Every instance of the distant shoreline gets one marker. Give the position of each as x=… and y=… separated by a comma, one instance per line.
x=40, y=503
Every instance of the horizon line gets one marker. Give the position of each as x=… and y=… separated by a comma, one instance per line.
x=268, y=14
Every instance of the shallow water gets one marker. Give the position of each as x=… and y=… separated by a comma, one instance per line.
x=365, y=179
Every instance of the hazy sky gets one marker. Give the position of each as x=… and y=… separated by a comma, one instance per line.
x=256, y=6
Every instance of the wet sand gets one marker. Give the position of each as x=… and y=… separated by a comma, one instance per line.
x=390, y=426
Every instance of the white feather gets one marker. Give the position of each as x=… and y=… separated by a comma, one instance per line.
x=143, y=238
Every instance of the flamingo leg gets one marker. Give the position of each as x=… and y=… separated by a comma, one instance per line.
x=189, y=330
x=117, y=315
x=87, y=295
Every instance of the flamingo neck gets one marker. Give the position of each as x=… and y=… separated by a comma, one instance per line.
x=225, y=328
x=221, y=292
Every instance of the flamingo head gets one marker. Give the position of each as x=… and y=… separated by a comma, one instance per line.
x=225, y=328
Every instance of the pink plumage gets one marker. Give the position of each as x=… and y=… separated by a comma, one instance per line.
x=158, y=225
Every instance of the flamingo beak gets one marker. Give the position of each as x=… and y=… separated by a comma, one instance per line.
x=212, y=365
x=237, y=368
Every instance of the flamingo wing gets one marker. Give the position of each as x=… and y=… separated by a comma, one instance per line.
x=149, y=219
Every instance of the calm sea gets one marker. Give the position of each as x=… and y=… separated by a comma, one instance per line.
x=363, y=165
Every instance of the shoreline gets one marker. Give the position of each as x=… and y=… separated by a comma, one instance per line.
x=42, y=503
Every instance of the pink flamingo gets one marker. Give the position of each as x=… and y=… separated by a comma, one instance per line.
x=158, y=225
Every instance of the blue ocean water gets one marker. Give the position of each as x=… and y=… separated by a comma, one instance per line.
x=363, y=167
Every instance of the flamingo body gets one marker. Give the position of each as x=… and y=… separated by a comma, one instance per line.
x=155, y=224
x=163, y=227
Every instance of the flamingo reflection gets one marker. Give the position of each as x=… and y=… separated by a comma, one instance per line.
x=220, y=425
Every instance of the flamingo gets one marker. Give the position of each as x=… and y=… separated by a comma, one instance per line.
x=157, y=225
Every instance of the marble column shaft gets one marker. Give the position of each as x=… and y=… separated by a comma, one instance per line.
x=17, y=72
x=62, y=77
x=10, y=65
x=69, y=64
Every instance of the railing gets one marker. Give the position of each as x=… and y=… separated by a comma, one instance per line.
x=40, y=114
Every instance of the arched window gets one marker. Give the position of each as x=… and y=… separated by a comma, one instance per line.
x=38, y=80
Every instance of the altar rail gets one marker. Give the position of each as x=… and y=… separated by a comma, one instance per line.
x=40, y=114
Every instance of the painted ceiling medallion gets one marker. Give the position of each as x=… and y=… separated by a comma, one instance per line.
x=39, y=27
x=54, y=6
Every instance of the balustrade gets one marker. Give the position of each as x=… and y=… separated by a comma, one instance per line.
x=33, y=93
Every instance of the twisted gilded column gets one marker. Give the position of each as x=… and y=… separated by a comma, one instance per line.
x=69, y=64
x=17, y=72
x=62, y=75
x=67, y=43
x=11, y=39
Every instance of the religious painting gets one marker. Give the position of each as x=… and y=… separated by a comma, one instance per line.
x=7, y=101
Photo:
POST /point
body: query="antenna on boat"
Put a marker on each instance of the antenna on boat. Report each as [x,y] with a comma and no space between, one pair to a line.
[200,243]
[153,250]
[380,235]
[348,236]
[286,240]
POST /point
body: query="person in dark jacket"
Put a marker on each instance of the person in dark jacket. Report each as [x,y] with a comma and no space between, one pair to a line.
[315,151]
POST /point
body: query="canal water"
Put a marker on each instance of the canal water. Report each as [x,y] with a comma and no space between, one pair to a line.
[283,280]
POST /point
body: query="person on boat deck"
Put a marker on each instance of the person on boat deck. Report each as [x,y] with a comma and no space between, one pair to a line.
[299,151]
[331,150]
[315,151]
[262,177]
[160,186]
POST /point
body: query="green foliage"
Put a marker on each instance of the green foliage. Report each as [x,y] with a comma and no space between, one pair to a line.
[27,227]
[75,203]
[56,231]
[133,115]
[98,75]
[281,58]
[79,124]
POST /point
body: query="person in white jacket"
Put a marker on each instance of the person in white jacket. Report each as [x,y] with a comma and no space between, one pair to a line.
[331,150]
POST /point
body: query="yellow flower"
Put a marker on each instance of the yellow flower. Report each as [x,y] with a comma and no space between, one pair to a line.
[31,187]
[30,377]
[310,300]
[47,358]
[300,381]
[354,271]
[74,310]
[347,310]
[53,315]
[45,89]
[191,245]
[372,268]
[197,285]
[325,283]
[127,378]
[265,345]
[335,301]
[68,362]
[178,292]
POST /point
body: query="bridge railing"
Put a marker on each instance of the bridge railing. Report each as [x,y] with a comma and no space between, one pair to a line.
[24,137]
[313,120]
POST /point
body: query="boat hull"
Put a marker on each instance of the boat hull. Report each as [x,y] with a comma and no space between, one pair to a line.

THE TASK - Transcribe the full listing, word for word.

TASK RESPONSE -
Every instance of the distant shoreline gets one marker. Give the position of each as x=… and y=… separated by a comma, one instance per line.
x=40, y=503
Every instance of the horizon line gets one marker. Give the position of each as x=… and y=… separated by a comma, one instance per line.
x=268, y=14
Every instance of the shallow water gets one marker. Give the position of each as x=… and y=… separated by a comma, one instance per line.
x=365, y=179
Every instance of the hazy sky gets one marker. Give the position of each as x=… and y=… separated by a comma, one instance per line.
x=256, y=6
Every instance of the wet sand gets one marker. Give the position of each as x=… and y=… separated by a comma, one instance per line.
x=390, y=426
Every instance of the white feather gets one marker. Give the position of each as x=… and y=… separated by a comma, one instance per line.
x=143, y=238
Every instance of the flamingo leg gets one marker. Give the position of each as x=… and y=… separated by a comma, one instance per line.
x=189, y=330
x=117, y=315
x=87, y=295
Every instance of the flamingo neck gets one marker. Give the position of each as x=… and y=… separated by a comma, one instance per line.
x=225, y=328
x=221, y=292
Every instance of the flamingo head gets one marker. Give the position of each as x=… and y=… separated by a comma, one instance per line.
x=225, y=328
Every instance of the pink plumage gets one marker. Give the position of each as x=… and y=… separated by a comma, one instance per line.
x=158, y=225
Every instance of the flamingo beak gets one marker. Give the position of each as x=… and y=… separated by a comma, one instance per line.
x=212, y=365
x=237, y=368
Every instance of the flamingo wing gets one marker. Give the position of each as x=… and y=… separated by a comma, one instance per line.
x=149, y=219
Every instance of the calm sea gets one marker. Give the position of each as x=… and y=… separated by a comma, one instance per line.
x=363, y=165
Every instance of the shoreline gets one marker. Give the position of each as x=… and y=… separated by a comma, one instance per line.
x=42, y=503
Every instance of the pink flamingo gets one marker. Give the position of each as x=… and y=… separated by a comma, one instance per line.
x=158, y=225
Every instance of the blue ocean water gets one marker. Give the position of each as x=… and y=… separated by a comma, one instance per line.
x=363, y=167
Every instance of the flamingo body gets one marker. Give the position of each as x=… and y=… separated by a comma, one instance per line.
x=155, y=224
x=163, y=227
Every instance of the flamingo reflection gets one marker. Give the position of each as x=… and y=… separated by a comma, one instance per line.
x=220, y=425
Every instance of the flamingo gets one marker. Give the position of each as x=… and y=… separated by a comma, one instance per line.
x=157, y=225
Every instance of the marble column shaft gets one marker. Give the position of each as x=… and y=… separated by a comma, one instance per line.
x=17, y=72
x=62, y=77
x=10, y=65
x=69, y=64
Every instance of the railing gets one marker. Give the position of each as x=… and y=… separated by a comma, one instance per line.
x=40, y=114
Every instance of the arched window gets one marker. Give the position of each as x=… and y=… separated by a comma, one instance per line.
x=38, y=80
Every instance of the altar rail gets one marker. Give the position of each as x=… and y=… separated by a comma, one instance per line.
x=40, y=114
Every instance of the painted ceiling medallion gets one marker. Give the position of each as x=… and y=… separated by a comma, one instance per line.
x=39, y=27
x=54, y=6
Every instance of the balustrade gets one marker. Give the position of each as x=… and y=… separated by a comma, one instance per line.
x=33, y=93
Every instance of the twisted gilded column gets one marker. Give the position of each as x=… and y=… separated by a comma, one instance per line.
x=69, y=64
x=17, y=72
x=62, y=75
x=67, y=43
x=11, y=39
Every instance of the religious painting gets one marker. Give the position of each as x=… and y=… separated by a comma, one instance per line.
x=7, y=101
Photo:
POST /point
body: query="antenna on boat"
Put a marker on each instance of the antenna on boat. Report each as [x,y] with a comma and no space between, one pair to a line.
[200,243]
[153,250]
[380,235]
[348,236]
[286,240]
POST /point
body: query="person in dark jacket"
Put a marker on each instance of the person in dark jacket. Report each as [x,y] with a comma and no space between, one pair to a line.
[315,151]
POST /point
body: query="canal water"
Put a marker on each instance of the canal water. Report each as [x,y] with a comma and no space between, one pair to a line.
[283,280]
POST /point
body: query="person on boat deck"
Put a marker on each instance of the person on boat deck. Report each as [x,y] with a comma and no space between, one pair to a line.
[299,151]
[331,150]
[315,151]
[262,177]
[160,186]
POST /point
body: query="green foliage"
Put a marker on each instance of the green foliage. Report each as [x,y] with a comma and no space between, one pair to a line.
[27,227]
[75,203]
[56,231]
[133,115]
[98,75]
[281,58]
[79,124]
POST /point
body: query="person in white jacket"
Put a marker on each instance of the person in white jacket. Report each as [x,y] with a comma and no space between, one pair to a line.
[331,150]
POST /point
body: query="yellow flower"
Put a marker on each instance of the yellow flower. Report each as [x,y] with a comma and no space between, one pair to a line.
[31,187]
[30,377]
[310,300]
[47,358]
[300,381]
[354,271]
[74,310]
[347,310]
[53,315]
[45,89]
[191,245]
[372,268]
[197,285]
[325,283]
[127,378]
[265,345]
[335,301]
[68,362]
[178,292]
POST /point
body: query="bridge railing"
Put a marker on each instance of the bridge railing. Report each as [x,y] with a comma and no space between, one pair to a line.
[24,137]
[313,120]
POST /point
body: query="boat hull"
Put a marker on each instance of the boat hull. Report each as [x,y] with a comma and no space between, one pair to a line.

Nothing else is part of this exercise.